● Given problem 1:
According to the text about "the two Roberts," where and in what year did Colquhoun and MacBryde meet?

● Source excerpt:
** begin **
Key figures in the development of Scottish modern art, 'the two Roberts' – Robert Colquhoun (1914–1962) and Robert MacBryde (1913–1966) – were life partners who became inseparable after meeting at the Glasgow School of Art in 1933.
Although they were never explicit about their relationship with one another, they did not take great pains to hide it, and moments of tender domesticity as well their rougher periods are scattered across the archive. Reflecting on how their lives and works interact sheds some light on queer relationships before the decriminalisation of homosexuality in the late 1960s.
The biographies of Colquhoun and MacBryde are woven together from the beginning. They grew up just over 20 miles from each other, in rural Ayrshire, both in working-class families. Their backgrounds continued to influence them for the rest of their careers. MacBryde moved to Glasgow to study at the School of Art from 1932–1937 and met Colquhoun, who won a scholarship to study there in 1933, a year later. From that point onwards they became inseparable.
** end **
● Given problem 2:
In the entries, take the lines starting with the line with "Query: purple sky" and going on through the line with "Give the mask of the purple", and write them out again with "purple sky" replaced by "violet sky" and nothing else altered.

Records from an annotation dataset
** begin **
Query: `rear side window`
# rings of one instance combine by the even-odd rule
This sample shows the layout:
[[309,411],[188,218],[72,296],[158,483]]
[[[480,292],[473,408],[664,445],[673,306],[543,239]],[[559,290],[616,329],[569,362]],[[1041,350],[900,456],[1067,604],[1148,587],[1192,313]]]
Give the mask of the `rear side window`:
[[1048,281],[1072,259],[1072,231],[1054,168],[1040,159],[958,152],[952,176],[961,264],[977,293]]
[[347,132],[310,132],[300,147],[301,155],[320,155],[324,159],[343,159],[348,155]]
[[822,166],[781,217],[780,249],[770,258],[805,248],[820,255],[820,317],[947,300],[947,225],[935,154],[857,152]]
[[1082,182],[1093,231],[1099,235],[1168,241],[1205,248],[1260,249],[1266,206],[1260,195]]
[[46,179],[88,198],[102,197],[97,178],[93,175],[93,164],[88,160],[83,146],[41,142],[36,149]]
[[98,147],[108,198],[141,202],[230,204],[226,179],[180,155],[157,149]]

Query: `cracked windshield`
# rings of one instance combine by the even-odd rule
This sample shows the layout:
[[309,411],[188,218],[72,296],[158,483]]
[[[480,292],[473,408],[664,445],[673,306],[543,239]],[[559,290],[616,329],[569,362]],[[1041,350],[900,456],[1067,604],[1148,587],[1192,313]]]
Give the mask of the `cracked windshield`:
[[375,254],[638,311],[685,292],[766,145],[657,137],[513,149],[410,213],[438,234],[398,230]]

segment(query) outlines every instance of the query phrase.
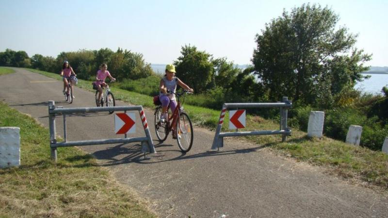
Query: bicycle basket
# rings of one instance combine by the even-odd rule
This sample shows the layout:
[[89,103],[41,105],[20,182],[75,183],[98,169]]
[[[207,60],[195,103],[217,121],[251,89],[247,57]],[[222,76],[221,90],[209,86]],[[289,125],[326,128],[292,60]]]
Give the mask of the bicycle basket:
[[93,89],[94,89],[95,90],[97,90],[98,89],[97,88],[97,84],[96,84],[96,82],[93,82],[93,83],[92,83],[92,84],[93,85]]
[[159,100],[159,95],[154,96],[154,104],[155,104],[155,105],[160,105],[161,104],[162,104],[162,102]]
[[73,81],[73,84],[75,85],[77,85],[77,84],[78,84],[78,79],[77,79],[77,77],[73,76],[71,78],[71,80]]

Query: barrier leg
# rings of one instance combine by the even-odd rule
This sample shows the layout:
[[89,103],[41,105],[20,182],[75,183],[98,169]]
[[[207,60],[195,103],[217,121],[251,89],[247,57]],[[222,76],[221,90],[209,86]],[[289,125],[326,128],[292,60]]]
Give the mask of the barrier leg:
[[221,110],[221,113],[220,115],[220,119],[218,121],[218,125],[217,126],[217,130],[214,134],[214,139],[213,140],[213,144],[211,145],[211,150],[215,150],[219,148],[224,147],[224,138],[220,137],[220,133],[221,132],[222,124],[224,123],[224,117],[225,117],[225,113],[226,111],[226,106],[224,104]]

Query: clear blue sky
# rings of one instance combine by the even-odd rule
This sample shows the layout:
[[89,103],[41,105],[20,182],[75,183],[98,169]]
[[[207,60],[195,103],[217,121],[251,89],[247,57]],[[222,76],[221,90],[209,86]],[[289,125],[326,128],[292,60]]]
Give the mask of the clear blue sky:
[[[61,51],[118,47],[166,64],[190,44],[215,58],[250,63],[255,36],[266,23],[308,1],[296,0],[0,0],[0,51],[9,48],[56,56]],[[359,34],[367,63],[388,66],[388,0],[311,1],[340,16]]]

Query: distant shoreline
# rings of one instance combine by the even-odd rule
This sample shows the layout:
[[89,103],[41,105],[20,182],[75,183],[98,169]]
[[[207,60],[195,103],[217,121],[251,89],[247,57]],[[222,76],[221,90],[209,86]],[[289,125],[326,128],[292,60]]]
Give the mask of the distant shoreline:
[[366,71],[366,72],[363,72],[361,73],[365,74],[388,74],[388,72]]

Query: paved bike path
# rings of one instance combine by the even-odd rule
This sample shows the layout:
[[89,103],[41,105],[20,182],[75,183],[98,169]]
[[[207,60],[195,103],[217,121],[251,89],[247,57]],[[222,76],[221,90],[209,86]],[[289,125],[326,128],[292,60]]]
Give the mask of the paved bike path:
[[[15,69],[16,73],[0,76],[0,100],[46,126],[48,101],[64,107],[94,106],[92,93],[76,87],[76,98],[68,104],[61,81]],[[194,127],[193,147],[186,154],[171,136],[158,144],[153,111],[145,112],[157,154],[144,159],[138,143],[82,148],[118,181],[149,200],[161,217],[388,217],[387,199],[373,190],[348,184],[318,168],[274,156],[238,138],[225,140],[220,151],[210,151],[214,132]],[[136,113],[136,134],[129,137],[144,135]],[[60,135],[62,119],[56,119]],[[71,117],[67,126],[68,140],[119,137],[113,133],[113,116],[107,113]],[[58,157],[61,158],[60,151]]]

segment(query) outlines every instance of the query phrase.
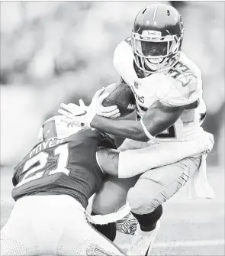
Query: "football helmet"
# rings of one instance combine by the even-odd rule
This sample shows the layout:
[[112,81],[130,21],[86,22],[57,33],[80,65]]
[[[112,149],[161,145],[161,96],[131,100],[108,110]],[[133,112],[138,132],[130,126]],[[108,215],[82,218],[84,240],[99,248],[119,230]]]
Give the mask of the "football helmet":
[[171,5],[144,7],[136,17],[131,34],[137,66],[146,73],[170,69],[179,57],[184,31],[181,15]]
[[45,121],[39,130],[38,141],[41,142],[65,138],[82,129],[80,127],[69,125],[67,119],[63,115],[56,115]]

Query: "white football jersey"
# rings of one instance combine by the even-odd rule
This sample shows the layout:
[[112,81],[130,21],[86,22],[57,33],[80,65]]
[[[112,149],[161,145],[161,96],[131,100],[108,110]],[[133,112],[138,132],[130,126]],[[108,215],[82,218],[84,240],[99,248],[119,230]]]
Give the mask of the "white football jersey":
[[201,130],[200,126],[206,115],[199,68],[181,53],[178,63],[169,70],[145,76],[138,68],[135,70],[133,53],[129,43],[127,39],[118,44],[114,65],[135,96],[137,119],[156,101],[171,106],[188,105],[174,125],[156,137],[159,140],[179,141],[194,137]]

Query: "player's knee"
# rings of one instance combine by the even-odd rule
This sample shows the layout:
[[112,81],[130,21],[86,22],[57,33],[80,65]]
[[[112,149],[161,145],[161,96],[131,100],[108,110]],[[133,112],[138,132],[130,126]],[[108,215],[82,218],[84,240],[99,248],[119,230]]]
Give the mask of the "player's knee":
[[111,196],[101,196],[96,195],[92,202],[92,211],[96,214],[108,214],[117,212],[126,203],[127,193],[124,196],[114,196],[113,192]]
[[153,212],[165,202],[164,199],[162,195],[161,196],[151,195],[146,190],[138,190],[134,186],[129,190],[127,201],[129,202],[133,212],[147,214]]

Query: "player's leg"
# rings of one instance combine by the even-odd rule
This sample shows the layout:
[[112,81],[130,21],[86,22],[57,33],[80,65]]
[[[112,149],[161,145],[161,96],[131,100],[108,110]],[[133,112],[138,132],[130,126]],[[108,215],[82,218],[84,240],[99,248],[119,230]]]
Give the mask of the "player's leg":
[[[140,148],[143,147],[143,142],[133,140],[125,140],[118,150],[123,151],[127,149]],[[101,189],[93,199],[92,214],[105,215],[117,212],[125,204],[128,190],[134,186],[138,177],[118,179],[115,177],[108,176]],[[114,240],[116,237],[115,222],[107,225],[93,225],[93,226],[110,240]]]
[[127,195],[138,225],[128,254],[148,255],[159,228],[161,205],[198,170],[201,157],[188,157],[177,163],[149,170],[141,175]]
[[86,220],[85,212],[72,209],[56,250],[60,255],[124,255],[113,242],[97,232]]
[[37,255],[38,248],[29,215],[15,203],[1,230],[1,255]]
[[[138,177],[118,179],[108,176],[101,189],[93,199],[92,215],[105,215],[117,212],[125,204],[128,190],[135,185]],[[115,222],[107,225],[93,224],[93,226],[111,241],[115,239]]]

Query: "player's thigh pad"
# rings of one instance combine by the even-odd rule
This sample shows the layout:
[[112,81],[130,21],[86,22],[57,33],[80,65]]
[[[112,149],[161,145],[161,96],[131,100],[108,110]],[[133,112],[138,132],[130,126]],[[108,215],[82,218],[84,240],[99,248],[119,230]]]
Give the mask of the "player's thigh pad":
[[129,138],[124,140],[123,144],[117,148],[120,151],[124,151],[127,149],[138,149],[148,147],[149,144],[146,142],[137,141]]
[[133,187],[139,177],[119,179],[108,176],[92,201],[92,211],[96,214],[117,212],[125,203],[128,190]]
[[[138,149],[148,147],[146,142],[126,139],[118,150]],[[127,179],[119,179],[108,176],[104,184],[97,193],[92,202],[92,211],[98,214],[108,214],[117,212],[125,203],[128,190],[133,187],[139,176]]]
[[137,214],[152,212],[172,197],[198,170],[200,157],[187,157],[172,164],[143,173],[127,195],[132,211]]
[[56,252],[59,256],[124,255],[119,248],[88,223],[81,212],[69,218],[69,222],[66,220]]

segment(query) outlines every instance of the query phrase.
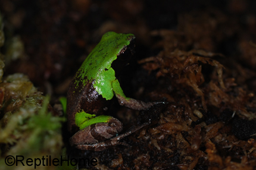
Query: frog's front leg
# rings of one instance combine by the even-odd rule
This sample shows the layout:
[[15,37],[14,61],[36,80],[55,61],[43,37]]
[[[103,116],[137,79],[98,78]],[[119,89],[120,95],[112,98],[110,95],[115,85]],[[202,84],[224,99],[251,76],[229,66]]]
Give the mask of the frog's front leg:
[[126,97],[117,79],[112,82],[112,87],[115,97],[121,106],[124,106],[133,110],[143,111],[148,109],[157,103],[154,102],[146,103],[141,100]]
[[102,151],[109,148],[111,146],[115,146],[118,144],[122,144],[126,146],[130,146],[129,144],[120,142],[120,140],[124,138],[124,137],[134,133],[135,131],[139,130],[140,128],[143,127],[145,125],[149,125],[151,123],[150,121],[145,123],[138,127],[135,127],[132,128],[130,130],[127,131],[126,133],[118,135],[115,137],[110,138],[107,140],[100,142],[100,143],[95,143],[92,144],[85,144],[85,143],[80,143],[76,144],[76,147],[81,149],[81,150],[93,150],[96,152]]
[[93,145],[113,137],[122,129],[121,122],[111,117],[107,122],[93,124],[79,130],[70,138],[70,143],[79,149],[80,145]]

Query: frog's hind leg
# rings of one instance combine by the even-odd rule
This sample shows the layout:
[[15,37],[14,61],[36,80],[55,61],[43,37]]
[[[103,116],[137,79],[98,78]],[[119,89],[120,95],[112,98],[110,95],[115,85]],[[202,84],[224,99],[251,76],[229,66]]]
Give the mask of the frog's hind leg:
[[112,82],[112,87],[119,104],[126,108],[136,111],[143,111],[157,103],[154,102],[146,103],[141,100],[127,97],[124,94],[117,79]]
** end **
** begin **
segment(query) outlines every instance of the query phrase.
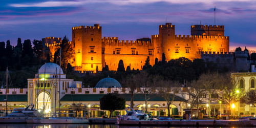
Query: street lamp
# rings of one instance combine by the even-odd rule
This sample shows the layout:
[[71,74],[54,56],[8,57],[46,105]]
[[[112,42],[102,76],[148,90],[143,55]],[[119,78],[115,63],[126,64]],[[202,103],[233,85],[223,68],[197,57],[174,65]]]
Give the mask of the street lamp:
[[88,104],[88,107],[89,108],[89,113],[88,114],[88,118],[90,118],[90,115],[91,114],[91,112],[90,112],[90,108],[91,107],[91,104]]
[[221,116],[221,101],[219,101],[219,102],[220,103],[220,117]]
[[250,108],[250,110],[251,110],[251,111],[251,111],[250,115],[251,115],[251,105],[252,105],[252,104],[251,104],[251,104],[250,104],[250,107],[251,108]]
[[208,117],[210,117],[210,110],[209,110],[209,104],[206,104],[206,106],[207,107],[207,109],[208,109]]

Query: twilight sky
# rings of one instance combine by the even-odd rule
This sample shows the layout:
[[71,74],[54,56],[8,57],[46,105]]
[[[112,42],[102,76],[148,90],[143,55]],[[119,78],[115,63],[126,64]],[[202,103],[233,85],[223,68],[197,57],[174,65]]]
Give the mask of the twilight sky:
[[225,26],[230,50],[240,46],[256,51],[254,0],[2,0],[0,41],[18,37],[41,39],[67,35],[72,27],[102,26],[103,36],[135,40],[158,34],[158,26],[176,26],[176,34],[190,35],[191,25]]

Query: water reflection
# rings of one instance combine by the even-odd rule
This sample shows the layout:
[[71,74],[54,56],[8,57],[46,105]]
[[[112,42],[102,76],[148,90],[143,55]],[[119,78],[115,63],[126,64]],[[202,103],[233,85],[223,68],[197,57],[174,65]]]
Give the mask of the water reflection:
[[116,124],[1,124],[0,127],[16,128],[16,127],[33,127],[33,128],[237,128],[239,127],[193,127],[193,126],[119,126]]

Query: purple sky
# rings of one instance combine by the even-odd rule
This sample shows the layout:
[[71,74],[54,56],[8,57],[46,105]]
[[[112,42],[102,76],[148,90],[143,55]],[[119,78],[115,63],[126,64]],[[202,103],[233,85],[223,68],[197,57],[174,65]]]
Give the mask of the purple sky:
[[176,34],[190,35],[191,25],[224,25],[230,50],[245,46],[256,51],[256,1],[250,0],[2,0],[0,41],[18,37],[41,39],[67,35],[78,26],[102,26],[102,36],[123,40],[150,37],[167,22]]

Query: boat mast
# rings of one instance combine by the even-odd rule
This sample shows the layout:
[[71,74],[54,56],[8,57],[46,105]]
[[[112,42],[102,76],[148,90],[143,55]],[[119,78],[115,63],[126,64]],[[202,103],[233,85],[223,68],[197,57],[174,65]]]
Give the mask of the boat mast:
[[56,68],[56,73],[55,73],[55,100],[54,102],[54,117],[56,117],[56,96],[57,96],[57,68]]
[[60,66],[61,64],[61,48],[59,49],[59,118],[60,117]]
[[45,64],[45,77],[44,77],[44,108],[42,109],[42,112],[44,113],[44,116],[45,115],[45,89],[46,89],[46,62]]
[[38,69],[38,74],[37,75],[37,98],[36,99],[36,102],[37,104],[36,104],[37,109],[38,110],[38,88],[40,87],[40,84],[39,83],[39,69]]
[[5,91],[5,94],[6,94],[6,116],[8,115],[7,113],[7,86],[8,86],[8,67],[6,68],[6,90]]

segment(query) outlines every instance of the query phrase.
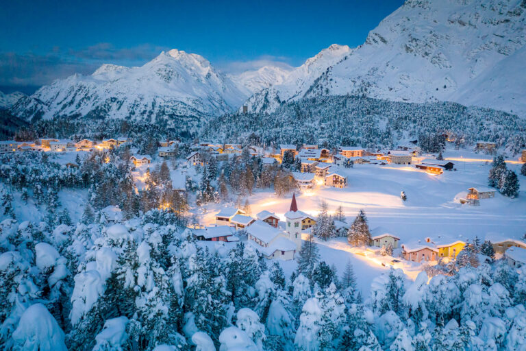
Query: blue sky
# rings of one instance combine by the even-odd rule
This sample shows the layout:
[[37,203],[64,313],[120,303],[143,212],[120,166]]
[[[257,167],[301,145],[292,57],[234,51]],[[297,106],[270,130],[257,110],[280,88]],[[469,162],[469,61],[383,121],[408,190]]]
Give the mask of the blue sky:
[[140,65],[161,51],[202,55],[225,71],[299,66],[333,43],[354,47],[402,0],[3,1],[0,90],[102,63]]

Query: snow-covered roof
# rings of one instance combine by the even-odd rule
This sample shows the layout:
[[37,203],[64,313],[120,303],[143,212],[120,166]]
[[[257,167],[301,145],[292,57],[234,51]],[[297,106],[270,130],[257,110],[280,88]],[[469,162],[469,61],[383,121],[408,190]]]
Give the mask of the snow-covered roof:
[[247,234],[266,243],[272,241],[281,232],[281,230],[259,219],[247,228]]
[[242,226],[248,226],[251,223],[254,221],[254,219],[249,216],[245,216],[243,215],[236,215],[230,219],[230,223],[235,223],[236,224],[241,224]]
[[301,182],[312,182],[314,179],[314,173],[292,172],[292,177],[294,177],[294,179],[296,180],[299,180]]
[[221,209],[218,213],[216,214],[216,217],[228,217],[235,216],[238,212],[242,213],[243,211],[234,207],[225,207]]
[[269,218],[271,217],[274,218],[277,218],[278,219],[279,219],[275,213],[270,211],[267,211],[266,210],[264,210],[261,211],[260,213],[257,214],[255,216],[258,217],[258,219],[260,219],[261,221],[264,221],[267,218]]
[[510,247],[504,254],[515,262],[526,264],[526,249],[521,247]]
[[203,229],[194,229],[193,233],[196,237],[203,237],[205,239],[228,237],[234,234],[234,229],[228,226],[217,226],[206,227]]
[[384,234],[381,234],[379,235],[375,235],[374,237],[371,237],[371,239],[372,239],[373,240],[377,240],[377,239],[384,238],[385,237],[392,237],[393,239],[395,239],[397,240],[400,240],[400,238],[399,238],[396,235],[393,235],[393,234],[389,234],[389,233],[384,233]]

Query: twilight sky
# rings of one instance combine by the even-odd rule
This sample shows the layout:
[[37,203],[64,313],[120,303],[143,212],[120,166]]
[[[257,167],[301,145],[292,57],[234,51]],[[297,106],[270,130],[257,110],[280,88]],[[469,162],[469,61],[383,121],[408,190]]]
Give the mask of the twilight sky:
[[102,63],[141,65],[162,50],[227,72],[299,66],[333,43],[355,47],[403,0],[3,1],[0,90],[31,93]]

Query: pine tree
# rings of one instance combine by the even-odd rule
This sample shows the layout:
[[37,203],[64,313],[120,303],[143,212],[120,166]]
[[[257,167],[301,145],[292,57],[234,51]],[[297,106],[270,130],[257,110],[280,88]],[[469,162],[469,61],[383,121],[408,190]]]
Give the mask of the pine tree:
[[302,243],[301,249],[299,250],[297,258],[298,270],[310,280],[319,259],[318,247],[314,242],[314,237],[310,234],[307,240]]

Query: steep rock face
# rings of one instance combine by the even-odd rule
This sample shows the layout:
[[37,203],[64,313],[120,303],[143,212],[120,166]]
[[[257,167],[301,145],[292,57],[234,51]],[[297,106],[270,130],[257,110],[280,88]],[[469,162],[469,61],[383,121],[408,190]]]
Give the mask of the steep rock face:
** end **
● Result 1:
They met at the Glasgow School of Art in 1933.

● Result 2:
Query: violet sky
# rings of one instance combine by the even-odd rule
This sample shows the layout:
[[71,74],[54,56],[8,57],[46,105]]
[[[112,42],[102,76],[148,90],[143,55]],[[119,78],[115,63],[126,64]],[[202,103],[233,85],[223,68],[197,57],[174,65]]]
Give the mask of the violet sky:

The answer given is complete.